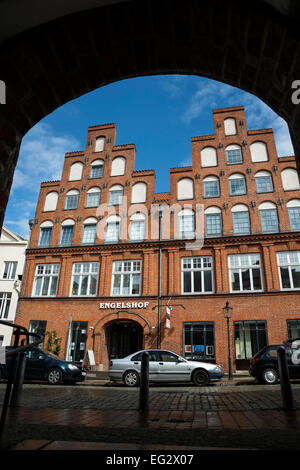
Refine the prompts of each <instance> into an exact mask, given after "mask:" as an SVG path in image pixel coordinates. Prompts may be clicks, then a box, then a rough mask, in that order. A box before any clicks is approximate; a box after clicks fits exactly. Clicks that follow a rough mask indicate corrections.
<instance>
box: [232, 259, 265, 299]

_ _ _ _

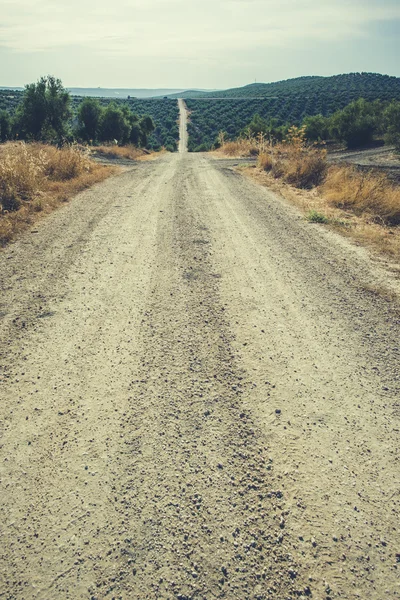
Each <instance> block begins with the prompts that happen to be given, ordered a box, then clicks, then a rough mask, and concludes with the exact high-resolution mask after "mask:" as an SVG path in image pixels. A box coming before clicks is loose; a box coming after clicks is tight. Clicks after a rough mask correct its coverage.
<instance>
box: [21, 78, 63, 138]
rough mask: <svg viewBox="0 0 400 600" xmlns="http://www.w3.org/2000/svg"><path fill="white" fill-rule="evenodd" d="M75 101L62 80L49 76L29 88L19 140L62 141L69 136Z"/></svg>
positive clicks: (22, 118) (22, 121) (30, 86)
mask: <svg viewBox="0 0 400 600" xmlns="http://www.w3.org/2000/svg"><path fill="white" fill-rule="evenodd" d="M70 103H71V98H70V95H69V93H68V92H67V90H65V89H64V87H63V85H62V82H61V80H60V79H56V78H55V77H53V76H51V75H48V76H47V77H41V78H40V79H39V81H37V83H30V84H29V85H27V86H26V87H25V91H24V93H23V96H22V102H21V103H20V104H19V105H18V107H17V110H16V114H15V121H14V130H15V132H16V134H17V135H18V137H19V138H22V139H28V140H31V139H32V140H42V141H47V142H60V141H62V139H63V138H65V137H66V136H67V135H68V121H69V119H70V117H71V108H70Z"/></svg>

_ _ _ _

Work to be completed:
Search the listing above for the lines with "Refine the prompts" and "box: [232, 259, 265, 299]", then output those lines and all lines between them exactly.

Written solution:
Refine the prompts of each <instance> into an exact mask, given after "mask:" as an SVG path in image pixel coordinates. Prompts may be clicks, then a box, then a rough mask, in that order. A box before any clicks is approximate; a box after clicks fits exactly. Clicks that follow a rough mask indicate corrections.
<instance>
box: [232, 259, 265, 299]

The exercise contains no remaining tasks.